TASK DESCRIPTION -> Write out the stretch of the rows below from the line containing "Q: Locate the steam" through the end of the rows, without changing anything and including nothing else.

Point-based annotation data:
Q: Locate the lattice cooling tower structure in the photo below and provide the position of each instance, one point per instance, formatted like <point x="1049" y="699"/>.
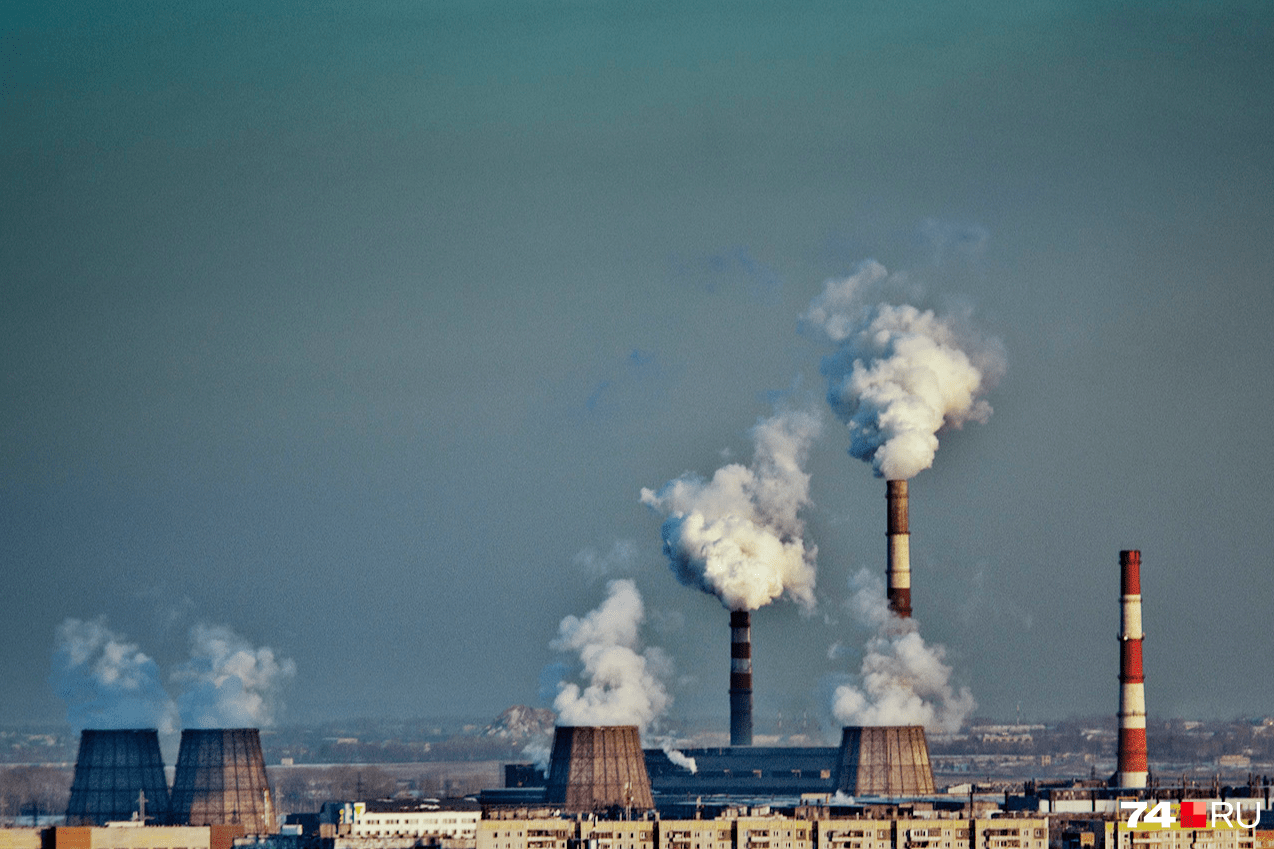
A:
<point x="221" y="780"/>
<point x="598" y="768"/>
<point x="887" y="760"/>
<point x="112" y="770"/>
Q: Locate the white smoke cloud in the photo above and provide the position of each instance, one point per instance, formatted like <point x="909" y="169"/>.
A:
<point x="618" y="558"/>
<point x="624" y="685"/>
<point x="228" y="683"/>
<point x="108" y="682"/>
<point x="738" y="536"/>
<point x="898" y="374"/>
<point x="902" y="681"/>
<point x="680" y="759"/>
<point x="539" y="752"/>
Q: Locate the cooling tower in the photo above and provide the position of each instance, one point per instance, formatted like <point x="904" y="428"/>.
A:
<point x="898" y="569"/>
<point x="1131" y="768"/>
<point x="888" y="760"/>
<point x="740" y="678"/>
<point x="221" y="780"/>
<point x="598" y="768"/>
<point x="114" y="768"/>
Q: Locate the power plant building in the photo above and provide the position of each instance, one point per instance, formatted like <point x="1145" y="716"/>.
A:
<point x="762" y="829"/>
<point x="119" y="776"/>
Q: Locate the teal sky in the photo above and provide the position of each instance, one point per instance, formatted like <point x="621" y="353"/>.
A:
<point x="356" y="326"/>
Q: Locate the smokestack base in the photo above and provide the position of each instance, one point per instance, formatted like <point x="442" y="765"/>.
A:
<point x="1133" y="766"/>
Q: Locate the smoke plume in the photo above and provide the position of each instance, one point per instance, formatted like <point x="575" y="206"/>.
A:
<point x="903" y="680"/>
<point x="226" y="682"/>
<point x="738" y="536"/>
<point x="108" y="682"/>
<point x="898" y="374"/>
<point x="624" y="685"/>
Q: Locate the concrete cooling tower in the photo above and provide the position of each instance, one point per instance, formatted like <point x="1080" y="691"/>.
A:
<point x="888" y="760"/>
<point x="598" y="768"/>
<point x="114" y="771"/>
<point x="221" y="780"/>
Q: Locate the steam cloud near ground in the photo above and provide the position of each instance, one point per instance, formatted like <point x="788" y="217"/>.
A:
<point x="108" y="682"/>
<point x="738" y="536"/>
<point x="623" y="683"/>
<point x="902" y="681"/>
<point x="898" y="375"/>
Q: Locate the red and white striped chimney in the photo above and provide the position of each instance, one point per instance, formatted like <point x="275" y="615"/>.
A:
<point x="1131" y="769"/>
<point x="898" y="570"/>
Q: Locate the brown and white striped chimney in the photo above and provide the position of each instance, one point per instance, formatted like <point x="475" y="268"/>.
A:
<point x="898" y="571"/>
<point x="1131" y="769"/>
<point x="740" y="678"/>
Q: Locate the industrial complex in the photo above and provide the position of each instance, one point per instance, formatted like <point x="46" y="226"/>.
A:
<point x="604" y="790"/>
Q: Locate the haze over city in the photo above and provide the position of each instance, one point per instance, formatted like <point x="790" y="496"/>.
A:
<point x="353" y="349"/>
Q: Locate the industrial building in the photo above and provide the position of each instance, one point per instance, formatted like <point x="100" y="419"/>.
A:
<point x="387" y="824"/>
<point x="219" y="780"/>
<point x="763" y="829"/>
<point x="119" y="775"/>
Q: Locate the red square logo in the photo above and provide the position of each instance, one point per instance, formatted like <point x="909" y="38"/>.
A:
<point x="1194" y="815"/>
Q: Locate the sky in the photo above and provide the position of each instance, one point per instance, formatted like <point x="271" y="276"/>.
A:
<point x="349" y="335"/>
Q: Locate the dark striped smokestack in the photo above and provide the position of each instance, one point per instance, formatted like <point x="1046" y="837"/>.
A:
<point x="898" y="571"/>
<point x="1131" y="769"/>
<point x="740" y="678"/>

SOLUTION TO THE PROBLEM ->
Q: Locate the steam cloud near ground in the photo above and provide the position of each instance, one point per instance, formatted like <point x="788" y="217"/>.
A:
<point x="108" y="682"/>
<point x="738" y="536"/>
<point x="623" y="683"/>
<point x="902" y="681"/>
<point x="898" y="375"/>
Q: Locate the red and white striped chimney in the photo above and provide the position of each instance, one point per instance, formatted like <point x="275" y="615"/>.
A:
<point x="1131" y="769"/>
<point x="898" y="570"/>
Q: Locate the brown and white striped chimney in the photo above and provide the position of each instance, one point per instance, formatted like <point x="475" y="268"/>.
A:
<point x="898" y="571"/>
<point x="1131" y="769"/>
<point x="740" y="678"/>
Q: Locate the industrial complex in the photo above and provide the position of each instance, one point per instance, formatted like <point x="46" y="226"/>.
A:
<point x="604" y="790"/>
Q: Locate the haze over city in the photo above and provide the position of each instance, one point per instance, formatted like <point x="790" y="496"/>.
A:
<point x="353" y="349"/>
Q: Locate the industrial building in the photo above and provide the position of each instance, one point per instance, formatted like <point x="100" y="419"/>.
A:
<point x="387" y="824"/>
<point x="219" y="780"/>
<point x="763" y="829"/>
<point x="119" y="775"/>
Q: Locate the red square logo in the photo above and provide the position of each instance, one point per instance, formatted like <point x="909" y="38"/>.
A:
<point x="1194" y="815"/>
Q: Locate the sky in the photo above and provide the position of each instance, one point per instance, formatted like <point x="271" y="276"/>.
A:
<point x="349" y="335"/>
Q: Locate the dark striped smokestack in the photo above and provide the position of each instance, one point per instance, formatted like <point x="1046" y="837"/>.
A:
<point x="898" y="571"/>
<point x="1131" y="769"/>
<point x="740" y="678"/>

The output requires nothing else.